Task brief:
Each line of the data below goes into the copy exactly; pictures do not.

::: Dataset :::

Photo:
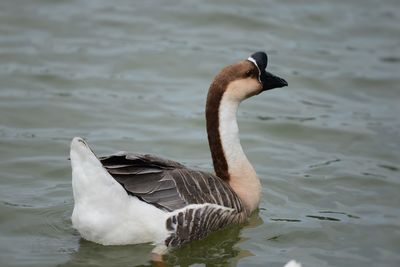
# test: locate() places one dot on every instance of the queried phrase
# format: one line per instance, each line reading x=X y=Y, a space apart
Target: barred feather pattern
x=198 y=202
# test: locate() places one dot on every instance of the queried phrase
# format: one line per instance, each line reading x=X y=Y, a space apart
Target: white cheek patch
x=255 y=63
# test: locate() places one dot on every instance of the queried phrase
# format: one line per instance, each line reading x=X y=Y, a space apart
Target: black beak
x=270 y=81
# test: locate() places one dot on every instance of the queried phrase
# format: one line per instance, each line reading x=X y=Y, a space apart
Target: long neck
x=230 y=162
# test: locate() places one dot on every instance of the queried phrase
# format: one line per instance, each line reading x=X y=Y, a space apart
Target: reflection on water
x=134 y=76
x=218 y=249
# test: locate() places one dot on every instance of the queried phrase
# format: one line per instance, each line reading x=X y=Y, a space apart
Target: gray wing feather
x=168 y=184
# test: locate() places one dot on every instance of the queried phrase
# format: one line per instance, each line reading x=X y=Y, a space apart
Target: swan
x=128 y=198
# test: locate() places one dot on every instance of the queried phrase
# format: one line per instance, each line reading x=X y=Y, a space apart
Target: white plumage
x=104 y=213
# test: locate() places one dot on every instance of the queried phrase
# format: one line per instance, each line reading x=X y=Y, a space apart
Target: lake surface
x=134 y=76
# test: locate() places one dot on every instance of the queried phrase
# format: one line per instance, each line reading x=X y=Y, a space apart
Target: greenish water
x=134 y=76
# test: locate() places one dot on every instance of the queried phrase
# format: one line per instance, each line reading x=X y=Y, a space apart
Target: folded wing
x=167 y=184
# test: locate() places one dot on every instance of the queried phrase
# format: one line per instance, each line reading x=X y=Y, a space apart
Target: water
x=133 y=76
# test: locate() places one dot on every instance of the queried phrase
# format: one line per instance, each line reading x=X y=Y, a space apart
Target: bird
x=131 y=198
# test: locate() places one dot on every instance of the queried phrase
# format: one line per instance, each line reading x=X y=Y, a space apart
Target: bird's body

:::

Output for this task:
Photo:
# test: locate() places one dot on every instance of the queried phrase
# format: one line per instance, each line reading x=X y=Y, a space apart
Target: barred feather pattern
x=198 y=202
# test: locate() places one dot on every instance of the queried phrase
# format: one line per instance, each line reading x=X y=Y, a space apart
Target: white cheek patch
x=255 y=63
# test: locate() places one dot on every instance of the queried phrase
# format: one line per instance, each line reading x=X y=Y, a space apart
Target: black beak
x=270 y=81
# test: locate() places one dot on every instance of the queried phrase
# format: one line per instance, each line reading x=X y=Y, a space apart
Target: long neck
x=230 y=162
# test: locate() places one dot on every instance of the queried phrase
# format: one line per instance, each line reading x=X y=Y, a space apart
Target: reflection on water
x=134 y=76
x=218 y=249
# test: locate() places one dot on every instance of the queried phrase
# format: one line per instance, each line reading x=X y=Y, a space apart
Target: gray wing feather
x=168 y=184
# test: locate() places one dot on every instance of the queried phrase
# format: one line per instance, each line reading x=X y=Y, a space apart
Target: swan
x=128 y=198
# test: locate() places one dot on every instance of the queried phrase
# format: one line per instance, each line reading x=X y=Y, a space apart
Target: white plumage
x=104 y=213
# test: locate() places one dot on every instance of the queried phrase
# format: one line per instance, each line reading x=X y=Y, a space apart
Target: lake surface
x=134 y=76
# test: locate() places one dot on every instance of the queried phrase
# format: one line per instance, each line reading x=X y=Y, a space apart
Target: greenish water
x=134 y=76
# test: locate() places one dot on every instance of the queried phrase
# format: one line per instance, each line reading x=X y=Y, a space apart
Target: folded wing
x=167 y=184
# test: locate() places one dot on every instance of the queried phrase
# format: one line per instance, each line reading x=X y=Y, a space apart
Target: water
x=133 y=76
# test: locate() places one dot on every instance of the queried phrase
# format: one line per instance, each line reading x=X y=Y, a space apart
Target: bird
x=131 y=198
# test: locate() places one dot on every instance of the queried phrase
# format: one line per instance, each line reading x=X y=Y, a space apart
Target: bird's body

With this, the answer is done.